### [What is being asked]
Write the next part of the news report about Dallas police ticketing aggressive drivers, starting right after its last sentence.

Dallas police say they've written more than 300 tickets to aggressive drivers just this month.

DALLAS — The Dallas Police Department says officers have issued hundreds of tickets this month to try and prevent road rage. 

Officers are looking for aggressive drivers as the number of road rage killings have increased this year.

"They are senseless acts that can be stopped if people just take a little more time to get to their destination,” said Deputy Chief Mike Igo.

The Dallas Police Department released its numbers. Since July 4, officers have given out 330 hazardous citation tickets and made five arrests. 

“We are looking for the aggressive drivers, people doing improper lane changes, excessive speeds, the excessive honking of horns that are indicators,” said Igo.

Dallas PD and the Dallas County Sheriff's Office recently held a Facebook Live trying to educate people on how easily things can get out of control and turn into road rage. 

“Anyone can become a road rager,” said Raul Reyna, Dallas County Sheriff’s Department.

RELATED: 'It's just scary driving on the highway': Wife of man killed in road rage incident still awaits justice 

Dallas police say road rage has gotten worse in the last year.

### [Entries supplied]
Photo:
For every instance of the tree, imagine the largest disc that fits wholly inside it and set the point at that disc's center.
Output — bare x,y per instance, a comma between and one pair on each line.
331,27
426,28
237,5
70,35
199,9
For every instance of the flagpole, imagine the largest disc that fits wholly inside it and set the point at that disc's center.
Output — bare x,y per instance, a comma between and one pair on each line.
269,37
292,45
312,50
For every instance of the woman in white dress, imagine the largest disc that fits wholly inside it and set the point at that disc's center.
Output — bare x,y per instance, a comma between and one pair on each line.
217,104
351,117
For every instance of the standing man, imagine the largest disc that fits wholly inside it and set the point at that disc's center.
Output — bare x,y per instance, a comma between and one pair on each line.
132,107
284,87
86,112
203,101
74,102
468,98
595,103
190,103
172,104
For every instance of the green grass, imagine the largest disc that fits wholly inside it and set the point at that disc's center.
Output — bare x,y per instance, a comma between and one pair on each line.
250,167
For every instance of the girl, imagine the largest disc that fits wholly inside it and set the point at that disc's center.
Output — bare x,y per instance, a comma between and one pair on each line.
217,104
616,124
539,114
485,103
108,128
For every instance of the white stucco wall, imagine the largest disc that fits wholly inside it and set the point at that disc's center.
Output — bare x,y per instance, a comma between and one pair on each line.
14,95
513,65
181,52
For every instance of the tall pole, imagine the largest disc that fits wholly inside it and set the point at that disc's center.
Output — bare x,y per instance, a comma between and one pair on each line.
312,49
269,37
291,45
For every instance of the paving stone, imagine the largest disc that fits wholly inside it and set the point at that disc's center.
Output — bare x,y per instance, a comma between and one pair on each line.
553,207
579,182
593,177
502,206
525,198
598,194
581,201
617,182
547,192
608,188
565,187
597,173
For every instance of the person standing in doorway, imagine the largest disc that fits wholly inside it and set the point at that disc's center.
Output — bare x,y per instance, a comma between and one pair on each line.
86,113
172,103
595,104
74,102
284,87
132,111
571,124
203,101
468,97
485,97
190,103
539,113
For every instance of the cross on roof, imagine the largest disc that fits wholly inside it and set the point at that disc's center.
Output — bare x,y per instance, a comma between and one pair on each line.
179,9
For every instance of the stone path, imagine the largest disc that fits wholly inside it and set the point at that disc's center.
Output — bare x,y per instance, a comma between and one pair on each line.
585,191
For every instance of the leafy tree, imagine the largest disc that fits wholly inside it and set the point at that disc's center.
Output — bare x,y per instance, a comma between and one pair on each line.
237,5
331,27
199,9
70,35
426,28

### [Task result]
"With the year of COVID last year we had less people on the streets, which lead to people increasing speeds on the roadways and when people started to go back to work, it caused people to be upset with the number of people back on the streets,” said Igo. 

Experts who study human behavior agree. 

Lee Richardson is with the Brain Performance Center of Dallas.

“We are so reactionary now. The slightest thing can happen, someone could give you a hand gesture or honk horn, and it's just too much,” said Richardson.

Police fear they will see more of this with a new law that will soon take affect that allows Texans to carry a handgun without a license.

RELATED: Texans can carry handguns without a license or training starting Sept. 1, after Gov. Greg Abbott signs permitless carry bill into law

So, they say they will step up enforcement even more to try and stop more tragedy on the roads.